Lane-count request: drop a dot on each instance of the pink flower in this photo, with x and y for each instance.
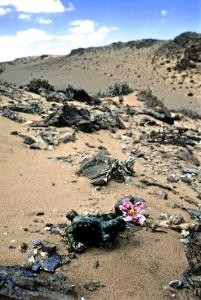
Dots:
(132, 211)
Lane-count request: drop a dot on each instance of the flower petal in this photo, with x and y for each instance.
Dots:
(139, 206)
(128, 218)
(139, 219)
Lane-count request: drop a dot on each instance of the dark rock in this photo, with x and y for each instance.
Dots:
(92, 230)
(29, 140)
(21, 283)
(38, 85)
(176, 284)
(51, 263)
(8, 113)
(92, 286)
(161, 114)
(101, 168)
(187, 155)
(36, 266)
(195, 214)
(190, 171)
(27, 109)
(98, 230)
(82, 120)
(34, 146)
(186, 179)
(81, 95)
(170, 135)
(172, 178)
(23, 247)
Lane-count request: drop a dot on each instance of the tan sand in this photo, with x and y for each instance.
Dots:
(141, 264)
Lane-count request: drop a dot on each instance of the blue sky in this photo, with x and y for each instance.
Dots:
(35, 27)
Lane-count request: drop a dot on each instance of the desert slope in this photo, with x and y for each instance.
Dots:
(143, 64)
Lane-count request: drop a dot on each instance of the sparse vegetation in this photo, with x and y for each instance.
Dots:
(118, 89)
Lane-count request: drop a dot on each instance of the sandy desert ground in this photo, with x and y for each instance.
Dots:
(36, 189)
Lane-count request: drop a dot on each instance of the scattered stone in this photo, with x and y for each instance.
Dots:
(98, 230)
(187, 155)
(172, 178)
(68, 137)
(22, 283)
(176, 219)
(51, 263)
(101, 168)
(190, 171)
(35, 146)
(23, 247)
(93, 286)
(82, 119)
(186, 179)
(8, 113)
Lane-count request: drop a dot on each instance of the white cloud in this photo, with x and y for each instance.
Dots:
(4, 11)
(81, 33)
(70, 7)
(35, 6)
(24, 17)
(44, 21)
(164, 12)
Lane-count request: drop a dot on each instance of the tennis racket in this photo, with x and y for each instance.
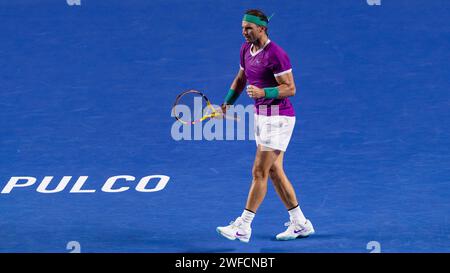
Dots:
(193, 106)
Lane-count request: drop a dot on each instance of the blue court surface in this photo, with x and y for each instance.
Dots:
(86, 91)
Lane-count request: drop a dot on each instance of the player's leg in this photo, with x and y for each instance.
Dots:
(282, 184)
(241, 227)
(264, 159)
(298, 226)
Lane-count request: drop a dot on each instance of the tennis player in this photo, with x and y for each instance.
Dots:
(268, 70)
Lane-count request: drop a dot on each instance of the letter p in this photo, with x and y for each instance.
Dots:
(14, 183)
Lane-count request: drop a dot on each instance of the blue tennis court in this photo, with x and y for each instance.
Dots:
(86, 91)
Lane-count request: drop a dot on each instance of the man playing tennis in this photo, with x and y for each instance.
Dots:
(268, 70)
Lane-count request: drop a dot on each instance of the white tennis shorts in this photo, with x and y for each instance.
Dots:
(273, 132)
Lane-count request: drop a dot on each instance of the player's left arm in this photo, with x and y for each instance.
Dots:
(286, 85)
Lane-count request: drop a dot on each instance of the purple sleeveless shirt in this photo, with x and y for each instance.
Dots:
(261, 68)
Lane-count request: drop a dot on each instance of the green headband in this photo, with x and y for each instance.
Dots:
(254, 19)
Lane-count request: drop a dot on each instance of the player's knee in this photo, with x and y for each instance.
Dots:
(260, 173)
(275, 171)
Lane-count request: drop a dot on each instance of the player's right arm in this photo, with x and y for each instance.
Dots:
(236, 89)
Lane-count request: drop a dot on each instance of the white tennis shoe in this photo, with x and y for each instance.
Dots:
(237, 229)
(296, 230)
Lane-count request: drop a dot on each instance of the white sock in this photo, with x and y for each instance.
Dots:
(296, 215)
(247, 216)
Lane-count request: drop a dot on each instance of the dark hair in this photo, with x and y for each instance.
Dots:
(258, 13)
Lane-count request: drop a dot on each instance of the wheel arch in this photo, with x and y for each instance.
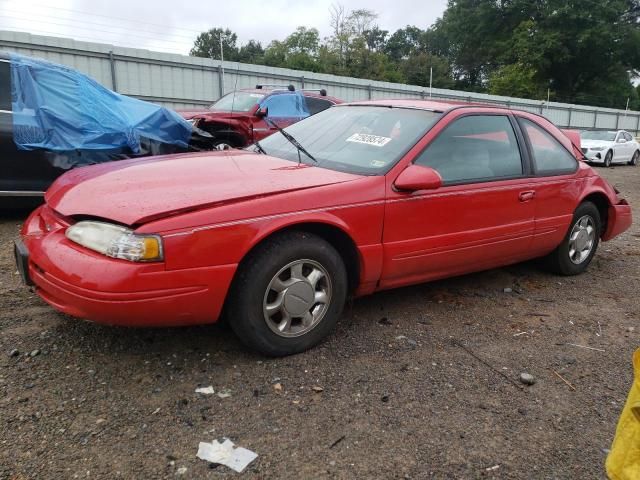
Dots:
(602, 203)
(335, 235)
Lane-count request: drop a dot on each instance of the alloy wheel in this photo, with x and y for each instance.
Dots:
(582, 239)
(297, 298)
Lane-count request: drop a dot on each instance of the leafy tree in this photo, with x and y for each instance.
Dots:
(251, 52)
(207, 44)
(417, 70)
(583, 51)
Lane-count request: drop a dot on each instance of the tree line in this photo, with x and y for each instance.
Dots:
(575, 51)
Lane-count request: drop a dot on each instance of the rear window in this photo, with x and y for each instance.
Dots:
(237, 102)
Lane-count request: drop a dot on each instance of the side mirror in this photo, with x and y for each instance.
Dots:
(416, 177)
(262, 112)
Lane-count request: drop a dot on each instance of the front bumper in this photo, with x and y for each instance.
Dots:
(594, 156)
(619, 220)
(85, 284)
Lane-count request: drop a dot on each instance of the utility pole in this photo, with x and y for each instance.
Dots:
(221, 64)
(548, 97)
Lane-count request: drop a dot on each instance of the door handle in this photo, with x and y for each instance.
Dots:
(526, 196)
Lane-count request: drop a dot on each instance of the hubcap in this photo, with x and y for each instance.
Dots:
(582, 239)
(297, 298)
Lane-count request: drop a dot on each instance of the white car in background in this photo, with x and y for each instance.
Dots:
(609, 147)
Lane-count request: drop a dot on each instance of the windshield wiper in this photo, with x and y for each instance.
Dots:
(259, 148)
(291, 140)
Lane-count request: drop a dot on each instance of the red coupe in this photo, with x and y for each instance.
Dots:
(359, 198)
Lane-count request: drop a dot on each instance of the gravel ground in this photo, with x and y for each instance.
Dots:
(420, 382)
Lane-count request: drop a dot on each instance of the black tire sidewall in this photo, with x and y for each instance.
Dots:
(561, 261)
(245, 313)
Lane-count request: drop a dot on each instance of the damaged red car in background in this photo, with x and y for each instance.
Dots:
(240, 118)
(359, 198)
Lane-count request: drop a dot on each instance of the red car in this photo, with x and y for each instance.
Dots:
(240, 118)
(359, 198)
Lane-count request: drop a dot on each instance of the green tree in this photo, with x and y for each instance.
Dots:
(417, 70)
(207, 44)
(251, 52)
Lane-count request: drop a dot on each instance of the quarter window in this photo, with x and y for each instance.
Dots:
(474, 148)
(286, 105)
(549, 155)
(315, 105)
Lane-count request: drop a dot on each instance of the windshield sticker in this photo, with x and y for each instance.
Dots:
(367, 139)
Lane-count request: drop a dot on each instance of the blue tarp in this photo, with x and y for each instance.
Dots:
(61, 110)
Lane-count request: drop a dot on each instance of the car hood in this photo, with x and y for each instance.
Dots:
(133, 192)
(211, 114)
(595, 143)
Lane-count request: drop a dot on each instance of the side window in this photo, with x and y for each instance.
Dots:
(478, 147)
(5, 86)
(316, 105)
(549, 155)
(286, 105)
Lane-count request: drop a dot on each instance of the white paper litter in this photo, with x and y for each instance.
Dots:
(205, 390)
(226, 453)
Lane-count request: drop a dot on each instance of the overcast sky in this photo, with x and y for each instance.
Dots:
(172, 26)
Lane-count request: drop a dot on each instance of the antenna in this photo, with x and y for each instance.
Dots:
(235, 87)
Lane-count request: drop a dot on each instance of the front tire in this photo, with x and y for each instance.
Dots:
(608, 159)
(579, 245)
(288, 294)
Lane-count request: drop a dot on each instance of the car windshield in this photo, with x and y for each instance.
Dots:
(365, 140)
(598, 135)
(237, 102)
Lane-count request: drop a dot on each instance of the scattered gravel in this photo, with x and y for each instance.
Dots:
(527, 378)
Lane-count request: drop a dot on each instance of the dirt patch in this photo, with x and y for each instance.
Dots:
(431, 391)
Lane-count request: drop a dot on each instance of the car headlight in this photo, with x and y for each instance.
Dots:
(116, 241)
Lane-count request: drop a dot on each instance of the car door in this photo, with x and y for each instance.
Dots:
(317, 105)
(557, 187)
(630, 146)
(482, 216)
(620, 148)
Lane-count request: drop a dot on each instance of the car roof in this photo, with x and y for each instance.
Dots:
(307, 93)
(432, 105)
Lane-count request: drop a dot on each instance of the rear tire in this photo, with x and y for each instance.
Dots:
(608, 158)
(579, 245)
(288, 294)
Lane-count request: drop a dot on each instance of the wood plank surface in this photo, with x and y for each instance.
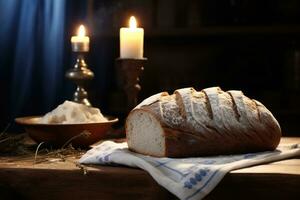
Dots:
(21, 178)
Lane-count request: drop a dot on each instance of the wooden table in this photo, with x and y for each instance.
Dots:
(22, 179)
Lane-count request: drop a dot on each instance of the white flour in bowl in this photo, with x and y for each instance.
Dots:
(73, 113)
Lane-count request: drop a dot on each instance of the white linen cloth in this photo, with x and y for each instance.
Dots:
(187, 178)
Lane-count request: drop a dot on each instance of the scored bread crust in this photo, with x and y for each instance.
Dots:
(207, 122)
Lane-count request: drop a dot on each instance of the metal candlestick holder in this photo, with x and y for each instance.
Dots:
(129, 71)
(80, 74)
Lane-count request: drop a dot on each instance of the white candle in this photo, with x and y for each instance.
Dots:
(81, 41)
(132, 41)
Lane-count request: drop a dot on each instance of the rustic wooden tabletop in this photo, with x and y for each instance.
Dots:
(53, 177)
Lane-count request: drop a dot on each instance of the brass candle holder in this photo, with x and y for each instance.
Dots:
(129, 71)
(80, 74)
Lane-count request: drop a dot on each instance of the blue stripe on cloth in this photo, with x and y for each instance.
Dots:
(205, 184)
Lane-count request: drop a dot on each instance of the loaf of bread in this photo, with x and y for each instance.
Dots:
(200, 123)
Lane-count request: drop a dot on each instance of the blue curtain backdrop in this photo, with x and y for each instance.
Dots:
(31, 56)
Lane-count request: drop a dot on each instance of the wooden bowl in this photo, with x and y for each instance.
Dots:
(81, 135)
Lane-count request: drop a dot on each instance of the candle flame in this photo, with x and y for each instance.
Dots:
(132, 22)
(81, 31)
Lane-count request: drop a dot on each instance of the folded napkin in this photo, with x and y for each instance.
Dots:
(187, 178)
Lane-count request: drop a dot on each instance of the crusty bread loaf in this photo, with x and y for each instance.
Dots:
(210, 122)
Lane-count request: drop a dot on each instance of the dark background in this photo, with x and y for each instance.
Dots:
(249, 45)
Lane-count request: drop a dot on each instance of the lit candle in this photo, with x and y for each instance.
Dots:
(80, 43)
(132, 41)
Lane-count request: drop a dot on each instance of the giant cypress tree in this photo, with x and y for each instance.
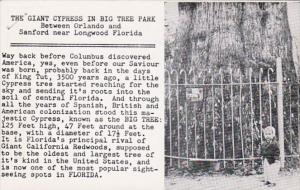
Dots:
(228, 38)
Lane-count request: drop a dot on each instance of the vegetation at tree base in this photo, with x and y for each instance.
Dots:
(224, 44)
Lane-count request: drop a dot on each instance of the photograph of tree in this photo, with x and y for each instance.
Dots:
(232, 76)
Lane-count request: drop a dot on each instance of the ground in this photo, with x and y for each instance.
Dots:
(286, 181)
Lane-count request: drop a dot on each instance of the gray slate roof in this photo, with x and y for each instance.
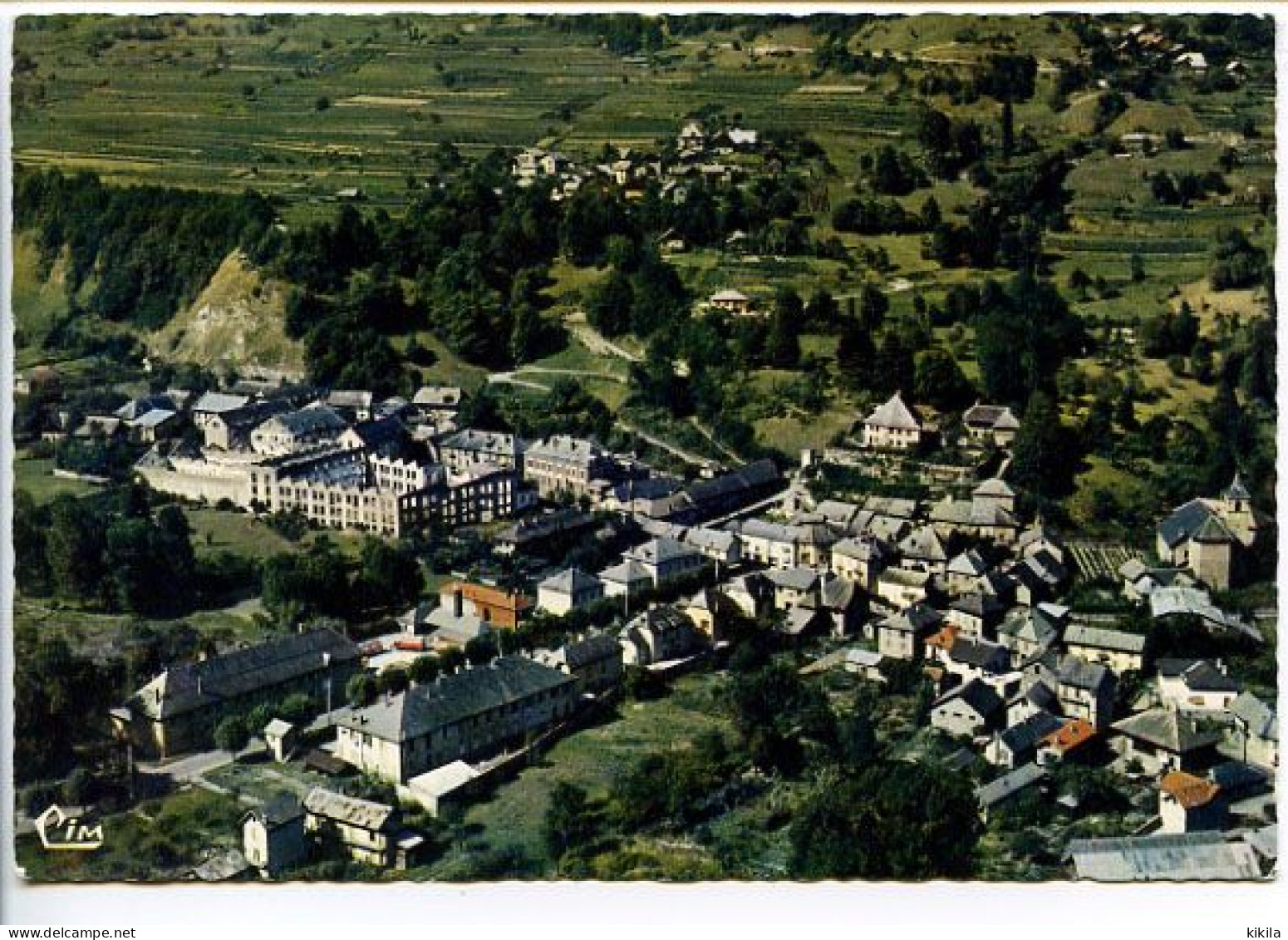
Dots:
(312, 420)
(979, 696)
(569, 581)
(240, 672)
(218, 402)
(894, 414)
(1260, 717)
(1184, 522)
(1005, 787)
(349, 810)
(1099, 637)
(450, 700)
(1182, 857)
(1171, 731)
(1025, 736)
(924, 545)
(592, 649)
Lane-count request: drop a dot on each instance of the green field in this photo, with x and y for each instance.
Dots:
(35, 475)
(592, 759)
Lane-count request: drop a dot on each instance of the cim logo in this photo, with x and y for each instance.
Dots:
(61, 832)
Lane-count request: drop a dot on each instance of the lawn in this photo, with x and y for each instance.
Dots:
(156, 841)
(592, 759)
(35, 475)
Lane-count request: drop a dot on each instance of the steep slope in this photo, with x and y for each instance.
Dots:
(234, 323)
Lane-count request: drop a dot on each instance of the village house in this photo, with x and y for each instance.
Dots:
(568, 590)
(465, 450)
(1039, 539)
(1189, 804)
(970, 710)
(367, 832)
(566, 465)
(150, 419)
(1005, 788)
(971, 658)
(770, 544)
(1162, 740)
(594, 661)
(450, 625)
(991, 424)
(1074, 741)
(1113, 648)
(381, 436)
(733, 302)
(657, 635)
(979, 518)
(463, 716)
(211, 403)
(281, 738)
(1256, 731)
(859, 560)
(627, 579)
(1171, 858)
(297, 431)
(707, 609)
(751, 594)
(273, 834)
(494, 605)
(437, 403)
(1020, 742)
(863, 663)
(1197, 686)
(1208, 537)
(997, 492)
(231, 429)
(976, 614)
(543, 534)
(794, 586)
(351, 405)
(892, 426)
(898, 588)
(903, 635)
(843, 603)
(666, 559)
(1084, 691)
(924, 551)
(178, 711)
(720, 546)
(965, 569)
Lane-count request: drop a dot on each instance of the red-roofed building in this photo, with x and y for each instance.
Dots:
(1189, 804)
(1061, 743)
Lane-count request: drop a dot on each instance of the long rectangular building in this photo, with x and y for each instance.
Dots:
(461, 716)
(337, 487)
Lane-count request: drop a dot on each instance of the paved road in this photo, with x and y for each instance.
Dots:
(189, 769)
(666, 445)
(512, 379)
(595, 342)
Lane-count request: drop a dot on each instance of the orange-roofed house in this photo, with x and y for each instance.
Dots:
(1189, 804)
(1072, 741)
(941, 642)
(494, 607)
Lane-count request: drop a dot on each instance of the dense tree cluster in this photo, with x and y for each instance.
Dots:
(108, 550)
(145, 250)
(322, 583)
(890, 820)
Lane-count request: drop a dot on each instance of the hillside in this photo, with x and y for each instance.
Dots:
(234, 325)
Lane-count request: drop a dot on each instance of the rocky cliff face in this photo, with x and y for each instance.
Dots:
(234, 325)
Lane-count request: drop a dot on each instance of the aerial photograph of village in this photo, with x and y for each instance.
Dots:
(644, 447)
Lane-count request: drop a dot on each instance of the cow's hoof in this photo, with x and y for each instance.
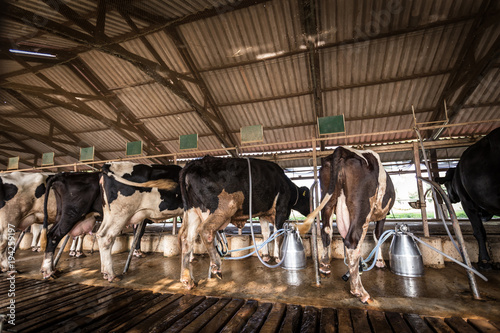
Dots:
(80, 254)
(485, 265)
(380, 264)
(325, 269)
(188, 284)
(366, 300)
(139, 254)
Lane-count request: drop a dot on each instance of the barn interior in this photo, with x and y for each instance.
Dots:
(88, 82)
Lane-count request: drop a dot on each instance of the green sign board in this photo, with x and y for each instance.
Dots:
(330, 125)
(87, 154)
(47, 159)
(189, 141)
(253, 133)
(134, 148)
(13, 163)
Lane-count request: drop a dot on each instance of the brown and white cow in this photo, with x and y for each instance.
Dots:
(131, 193)
(215, 192)
(21, 205)
(354, 186)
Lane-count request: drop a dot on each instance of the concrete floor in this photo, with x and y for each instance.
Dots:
(440, 292)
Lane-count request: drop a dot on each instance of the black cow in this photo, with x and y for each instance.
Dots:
(354, 186)
(21, 205)
(131, 193)
(215, 192)
(79, 203)
(476, 183)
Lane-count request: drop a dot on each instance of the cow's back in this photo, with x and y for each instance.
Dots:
(204, 179)
(23, 196)
(478, 172)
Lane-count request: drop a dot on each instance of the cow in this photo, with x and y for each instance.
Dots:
(79, 203)
(354, 186)
(21, 205)
(131, 193)
(215, 192)
(475, 182)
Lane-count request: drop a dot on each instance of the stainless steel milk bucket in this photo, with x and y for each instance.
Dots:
(404, 254)
(292, 250)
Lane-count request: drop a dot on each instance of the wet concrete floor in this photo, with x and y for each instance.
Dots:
(440, 292)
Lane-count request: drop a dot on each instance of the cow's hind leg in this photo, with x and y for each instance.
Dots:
(106, 238)
(484, 260)
(326, 239)
(79, 247)
(264, 227)
(353, 254)
(207, 231)
(187, 237)
(377, 232)
(3, 249)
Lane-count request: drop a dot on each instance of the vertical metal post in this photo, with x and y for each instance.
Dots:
(315, 228)
(138, 232)
(421, 197)
(21, 235)
(61, 249)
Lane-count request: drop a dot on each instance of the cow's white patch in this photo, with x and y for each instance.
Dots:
(122, 168)
(342, 212)
(358, 152)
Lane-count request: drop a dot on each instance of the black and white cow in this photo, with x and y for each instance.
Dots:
(475, 182)
(215, 192)
(354, 186)
(21, 204)
(79, 203)
(131, 193)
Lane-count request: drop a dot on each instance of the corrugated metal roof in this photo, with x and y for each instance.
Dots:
(242, 63)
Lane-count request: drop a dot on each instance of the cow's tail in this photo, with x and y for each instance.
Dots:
(306, 226)
(43, 234)
(2, 195)
(161, 184)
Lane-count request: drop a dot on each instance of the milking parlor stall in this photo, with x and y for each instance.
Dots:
(250, 166)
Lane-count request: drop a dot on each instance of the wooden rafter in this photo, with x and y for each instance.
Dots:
(76, 141)
(308, 10)
(152, 144)
(212, 118)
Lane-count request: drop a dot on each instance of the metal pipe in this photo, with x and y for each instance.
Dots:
(458, 233)
(138, 232)
(316, 227)
(314, 245)
(21, 235)
(61, 249)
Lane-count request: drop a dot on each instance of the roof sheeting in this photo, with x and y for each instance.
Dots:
(212, 67)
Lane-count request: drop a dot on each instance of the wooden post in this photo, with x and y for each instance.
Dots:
(315, 228)
(421, 197)
(174, 226)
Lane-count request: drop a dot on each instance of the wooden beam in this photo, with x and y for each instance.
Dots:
(468, 71)
(308, 10)
(152, 144)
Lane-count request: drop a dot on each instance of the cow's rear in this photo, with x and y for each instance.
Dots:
(356, 188)
(132, 193)
(215, 192)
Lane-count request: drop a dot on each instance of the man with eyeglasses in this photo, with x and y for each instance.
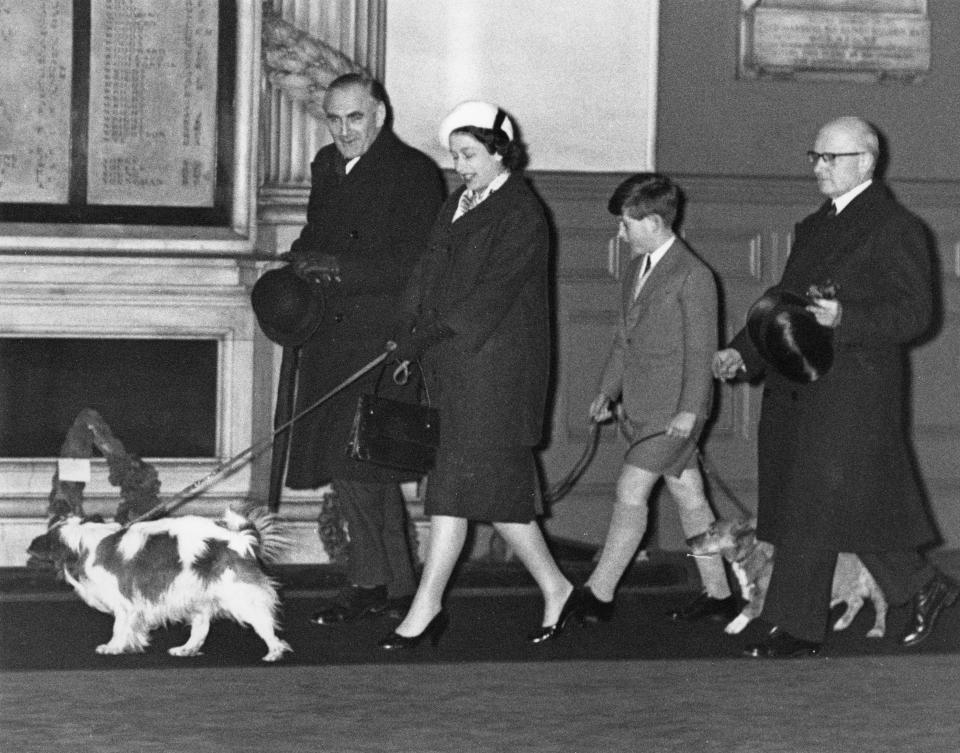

Directions:
Count the lines above that contain the string "black". Reply with the number only.

Solution below:
3